(GOAL OF THE EXERCISE)
In full and word for word, give the records again.

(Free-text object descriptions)
---------------
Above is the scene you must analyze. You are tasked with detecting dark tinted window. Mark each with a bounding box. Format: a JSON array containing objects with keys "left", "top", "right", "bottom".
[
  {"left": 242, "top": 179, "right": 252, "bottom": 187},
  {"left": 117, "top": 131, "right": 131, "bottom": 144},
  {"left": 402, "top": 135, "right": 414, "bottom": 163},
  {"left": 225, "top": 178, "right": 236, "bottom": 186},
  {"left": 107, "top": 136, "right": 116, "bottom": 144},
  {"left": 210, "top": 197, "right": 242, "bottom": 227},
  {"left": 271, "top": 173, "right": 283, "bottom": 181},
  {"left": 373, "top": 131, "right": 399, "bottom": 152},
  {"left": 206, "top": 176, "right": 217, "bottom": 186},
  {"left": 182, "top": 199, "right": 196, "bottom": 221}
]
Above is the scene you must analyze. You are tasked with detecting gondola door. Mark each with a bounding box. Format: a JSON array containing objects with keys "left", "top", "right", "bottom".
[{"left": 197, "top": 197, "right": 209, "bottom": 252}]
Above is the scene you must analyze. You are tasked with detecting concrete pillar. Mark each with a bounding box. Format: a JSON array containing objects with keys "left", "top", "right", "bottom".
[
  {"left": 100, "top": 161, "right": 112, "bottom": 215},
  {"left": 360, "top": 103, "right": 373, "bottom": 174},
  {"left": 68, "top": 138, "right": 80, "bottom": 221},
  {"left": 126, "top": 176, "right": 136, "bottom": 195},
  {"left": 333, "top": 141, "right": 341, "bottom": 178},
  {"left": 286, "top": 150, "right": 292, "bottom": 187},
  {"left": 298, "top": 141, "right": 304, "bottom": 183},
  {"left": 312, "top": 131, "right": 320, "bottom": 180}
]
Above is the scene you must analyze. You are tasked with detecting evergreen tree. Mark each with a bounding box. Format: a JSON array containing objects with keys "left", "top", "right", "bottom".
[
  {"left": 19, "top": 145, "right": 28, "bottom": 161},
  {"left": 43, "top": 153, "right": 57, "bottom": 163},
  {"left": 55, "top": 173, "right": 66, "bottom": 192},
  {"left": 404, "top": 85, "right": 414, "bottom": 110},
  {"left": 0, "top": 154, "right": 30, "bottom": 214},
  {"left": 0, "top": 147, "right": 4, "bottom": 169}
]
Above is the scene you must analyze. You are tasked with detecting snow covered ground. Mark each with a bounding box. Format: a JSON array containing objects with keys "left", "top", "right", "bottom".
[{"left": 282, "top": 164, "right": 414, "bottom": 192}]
---------------
(EXERCISE OUTPUT)
Above is the scene you must analyze. You are tasked with detecting dark tinted window. Mark each with a bounding box. Format: a JSON array containing objects with keys "left", "top", "right", "bottom".
[
  {"left": 242, "top": 179, "right": 252, "bottom": 187},
  {"left": 117, "top": 131, "right": 131, "bottom": 144},
  {"left": 402, "top": 135, "right": 414, "bottom": 163},
  {"left": 225, "top": 178, "right": 236, "bottom": 186},
  {"left": 107, "top": 136, "right": 116, "bottom": 144},
  {"left": 210, "top": 197, "right": 242, "bottom": 227},
  {"left": 271, "top": 173, "right": 283, "bottom": 181},
  {"left": 373, "top": 131, "right": 399, "bottom": 152},
  {"left": 206, "top": 176, "right": 217, "bottom": 186},
  {"left": 182, "top": 199, "right": 196, "bottom": 221}
]
Above is the scene you must analyze. You are tasked with detecting gondola door. Mark each with a bounding box. Format: a JSON array containing objects with keys "left", "top", "right", "bottom".
[{"left": 197, "top": 197, "right": 209, "bottom": 252}]
Above is the scene you must analyze. You are tasked with detecting concrete pillar. Mark each with a bounding box. Format: a JSON array containing objects with keys "left", "top", "right", "bottom".
[
  {"left": 100, "top": 161, "right": 112, "bottom": 215},
  {"left": 360, "top": 103, "right": 373, "bottom": 174},
  {"left": 68, "top": 138, "right": 80, "bottom": 221},
  {"left": 126, "top": 176, "right": 136, "bottom": 195},
  {"left": 333, "top": 141, "right": 341, "bottom": 178},
  {"left": 286, "top": 150, "right": 292, "bottom": 187},
  {"left": 298, "top": 141, "right": 304, "bottom": 183},
  {"left": 312, "top": 131, "right": 320, "bottom": 180}
]
Above is the scene you must analyze. You are tasked with detecting evergreen tree. Mark each with a bounding box. Format: a JSON array containing objects with keys "left", "top", "right", "bottom".
[
  {"left": 19, "top": 145, "right": 28, "bottom": 161},
  {"left": 43, "top": 153, "right": 57, "bottom": 163},
  {"left": 55, "top": 173, "right": 66, "bottom": 192},
  {"left": 404, "top": 85, "right": 414, "bottom": 110},
  {"left": 0, "top": 154, "right": 30, "bottom": 214},
  {"left": 0, "top": 147, "right": 4, "bottom": 169}
]
Above is the scene you must analyze. You are tasked with detecting snow covered ground. Mark each with a bounding box. Format: a JSON array containing objects with keys "left", "top", "right", "bottom".
[{"left": 282, "top": 164, "right": 414, "bottom": 192}]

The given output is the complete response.